*Image-backed grounding data*:
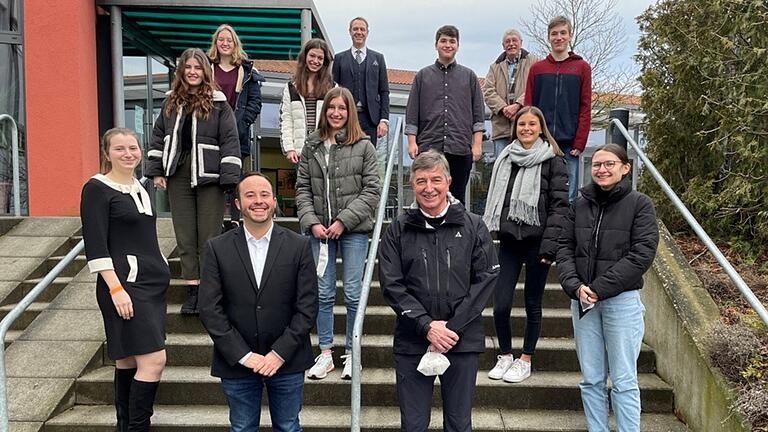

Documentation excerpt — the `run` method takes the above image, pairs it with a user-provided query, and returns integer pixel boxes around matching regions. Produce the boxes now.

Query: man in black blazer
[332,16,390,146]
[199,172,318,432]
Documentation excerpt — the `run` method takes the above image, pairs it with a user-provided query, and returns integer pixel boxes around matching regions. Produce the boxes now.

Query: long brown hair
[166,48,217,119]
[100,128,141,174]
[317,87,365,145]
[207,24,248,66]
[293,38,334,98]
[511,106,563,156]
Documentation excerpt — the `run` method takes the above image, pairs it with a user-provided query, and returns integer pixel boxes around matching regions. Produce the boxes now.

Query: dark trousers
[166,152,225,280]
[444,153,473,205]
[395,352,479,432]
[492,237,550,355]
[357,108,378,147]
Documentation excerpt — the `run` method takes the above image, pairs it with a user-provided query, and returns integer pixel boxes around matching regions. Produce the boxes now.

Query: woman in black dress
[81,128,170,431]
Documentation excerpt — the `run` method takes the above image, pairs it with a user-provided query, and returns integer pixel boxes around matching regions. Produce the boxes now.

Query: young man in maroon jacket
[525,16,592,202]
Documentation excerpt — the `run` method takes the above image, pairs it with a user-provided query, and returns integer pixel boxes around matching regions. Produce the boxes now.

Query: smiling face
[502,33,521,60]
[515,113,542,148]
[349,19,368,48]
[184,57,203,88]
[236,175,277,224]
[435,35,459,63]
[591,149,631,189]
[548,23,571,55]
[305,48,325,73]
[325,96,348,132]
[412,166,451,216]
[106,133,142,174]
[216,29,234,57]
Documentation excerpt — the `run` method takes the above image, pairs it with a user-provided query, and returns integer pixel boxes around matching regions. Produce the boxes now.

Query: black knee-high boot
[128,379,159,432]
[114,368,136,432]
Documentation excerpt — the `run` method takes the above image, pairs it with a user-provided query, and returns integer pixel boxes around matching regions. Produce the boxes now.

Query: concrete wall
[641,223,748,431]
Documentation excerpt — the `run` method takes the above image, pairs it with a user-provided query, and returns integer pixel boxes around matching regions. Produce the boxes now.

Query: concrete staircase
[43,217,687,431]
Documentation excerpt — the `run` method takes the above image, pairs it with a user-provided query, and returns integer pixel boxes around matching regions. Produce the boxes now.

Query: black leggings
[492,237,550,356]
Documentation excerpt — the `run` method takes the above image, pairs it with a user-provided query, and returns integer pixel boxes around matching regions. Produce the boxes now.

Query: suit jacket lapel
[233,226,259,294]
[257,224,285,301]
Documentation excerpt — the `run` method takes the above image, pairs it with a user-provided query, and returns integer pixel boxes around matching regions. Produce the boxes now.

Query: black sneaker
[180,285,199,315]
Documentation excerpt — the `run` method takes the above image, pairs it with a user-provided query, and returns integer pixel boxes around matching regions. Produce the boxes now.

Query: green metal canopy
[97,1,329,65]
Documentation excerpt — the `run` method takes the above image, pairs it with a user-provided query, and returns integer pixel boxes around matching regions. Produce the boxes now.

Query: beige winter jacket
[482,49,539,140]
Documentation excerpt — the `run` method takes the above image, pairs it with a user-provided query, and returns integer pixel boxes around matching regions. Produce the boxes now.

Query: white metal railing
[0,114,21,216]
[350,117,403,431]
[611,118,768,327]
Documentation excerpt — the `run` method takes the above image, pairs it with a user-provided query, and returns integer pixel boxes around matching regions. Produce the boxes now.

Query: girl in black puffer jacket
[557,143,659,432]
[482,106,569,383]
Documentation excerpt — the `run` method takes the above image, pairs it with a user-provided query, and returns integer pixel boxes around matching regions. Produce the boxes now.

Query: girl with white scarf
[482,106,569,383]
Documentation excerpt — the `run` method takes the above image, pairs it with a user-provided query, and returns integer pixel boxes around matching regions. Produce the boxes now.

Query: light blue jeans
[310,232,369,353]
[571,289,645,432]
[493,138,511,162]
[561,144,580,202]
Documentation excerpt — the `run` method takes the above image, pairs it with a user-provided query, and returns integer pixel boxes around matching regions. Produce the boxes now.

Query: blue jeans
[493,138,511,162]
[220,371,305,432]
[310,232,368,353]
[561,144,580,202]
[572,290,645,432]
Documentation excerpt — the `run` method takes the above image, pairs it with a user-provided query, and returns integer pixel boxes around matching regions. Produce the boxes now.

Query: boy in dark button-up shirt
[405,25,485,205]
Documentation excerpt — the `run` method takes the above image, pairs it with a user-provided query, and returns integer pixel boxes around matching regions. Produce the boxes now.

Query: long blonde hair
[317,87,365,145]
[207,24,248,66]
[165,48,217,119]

*ASSIGNMENT*: Each line above is to be repeated exactly as written; no picture is carried over.

*EXERCISE RESPONSE*:
Documentation excerpt — the `run` method takes the above image, pairs it with a user-provided query, and returns integer pixel boxes around matching regions. Produce the boxes now.

Query: man in black blazer
[332,16,390,146]
[199,172,318,432]
Documentation excerpt — the `run` method takes the above image, pairs it with a user-provided query, and returns integer pixel boxes around matching regions. Produce the boxes now.

Query: long brown hair
[166,48,217,119]
[100,128,141,174]
[317,87,365,145]
[207,24,248,66]
[293,38,334,98]
[511,106,563,156]
Documentation excerpt — the `run` method takes the above image, pairs it with a user-provided query, and returns integer pixel boxes around matching regions. Produce the boxes now.

Query: dark trousers
[166,152,225,280]
[444,153,473,205]
[395,352,479,432]
[492,237,550,355]
[357,108,378,147]
Documentation excerpt — the `run` method takes the above image, pairs it with a user-provided query, and returns integer pixel boxes around matching regions. Produce the boxes now.

Query: woman in black dress
[81,128,170,431]
Documentation excerpt — the `run` method takes the above image, pairs it with a user-provided query, and returns integer pixel boxes around matching regions. Produce the boxes now.

Query: young man in maroon jacket
[525,16,592,202]
Documentation excerpt — the `run` method takes the above image, pairs it with a user-provided query, and returns integer pixel boxes around matching regions. Produce the boxes now.

Query: smiling face
[502,33,521,60]
[515,113,542,148]
[349,19,368,48]
[184,57,203,88]
[236,175,277,224]
[435,35,459,63]
[591,149,631,189]
[548,23,571,55]
[305,48,325,73]
[325,96,348,132]
[412,166,451,216]
[106,133,142,174]
[216,29,234,57]
Documentation excerpt — the `run` method takes the above image, pairs it with a user-provided query, and returns integer pixel boxes around matching regions. Produce the boxes now.

Query: black knee-high boot
[128,379,159,432]
[114,368,136,432]
Documentation excerpt — the `run` method takes the above image, pairs it with a user-provided query, and returns integer pixel boxes around matching regions. Produce the boxes now.

Query: concrete wall
[641,223,748,431]
Documentation excerpt — the `run` method takes the above image, pairs it with a user-provided query, and returns integer pixel boxes around matching regions. Produce the boxes now.

Query: concrete staircase
[43,217,687,431]
Documentation excerpt — the `run` method takes the above image, pairs it with a user-provided query, and returns integer pixel boxes around matching regions. Produce the boxes now.

Query: black leggings
[492,237,550,356]
Documentation excerpt — the `run` method takes the above image, pairs it with a user-provided query, and returns integer pixel boxes around matching regions. Produce the boxes now.

Query: suit jacket lapel
[233,226,259,294]
[257,224,285,301]
Documentation excerpt — the `run` method takes the above image, pairs it with a user-provided query, and returns integer pixel boxes around matching regions. Produce the boxes now.

Query: black sneaker
[180,285,199,315]
Documentation excerpt — the `run` method takes the above image, pairs it with a user-provided query, and returns integer pixel boxes around matching regions. Produce the boxes now.

Query: green metal canopy
[97,1,329,65]
Documentation excerpt — the `run` method takes the above image, pairs it with a user-provided query, and returns integer pixel boxes around matching regions. Produce the boxes now.

Query: beige winter jacket
[482,49,539,140]
Documentation excerpt — the `run` method takes the above image, pairs it with a user-provided query, and returns integer pixel boxes around matching regions. Produce the boxes now.

Query: white metal railing
[0,114,21,216]
[350,117,403,431]
[611,118,768,327]
Documentation excerpt — the `run` method takes the above image, pairs it with a user-provided query, and returns integer pixel boxes around matching regions. Produce the boxes now.

Query: girl in black puffer jacket
[557,143,659,432]
[482,106,569,383]
Documentation excerpt — the `run` method takes the above image, pairs it with a user-provided query, and returns integer pixel boxes around matching regions. Produce the boxes now.

Query: girl with white scarf
[482,106,569,383]
Documentation excerpt — the `run` method takes the above image, pairs it with a user-provided query, and returns integer pixel boxes around matching regions. Produce the boxes now.

Query: light blue jeans
[310,232,369,353]
[571,289,645,432]
[493,138,511,162]
[561,144,580,202]
Documentation excerpt — the `run` method takes the above image, pairs it with a user-provided query, and returns integer pixel boxes around matching regions. Produce the boxes now.

Query: blue jeans
[493,138,511,162]
[220,371,305,432]
[310,232,368,353]
[561,144,580,202]
[572,290,645,432]
Documentation excerpt — the `run` method takes the above image, pairs it with a user-provided query, and returns integer pixel boxes around matching regions. Produce the boxes now.

Query: boy in dark button-up shirt
[405,25,485,205]
Documentation excerpt — the `run` method takes the above image, pairs it with a user-provided query, and returns integer pixel boxes around matching regions. Produce the boxes now.

Query: long blonde hair
[317,87,365,145]
[207,24,248,66]
[165,48,217,119]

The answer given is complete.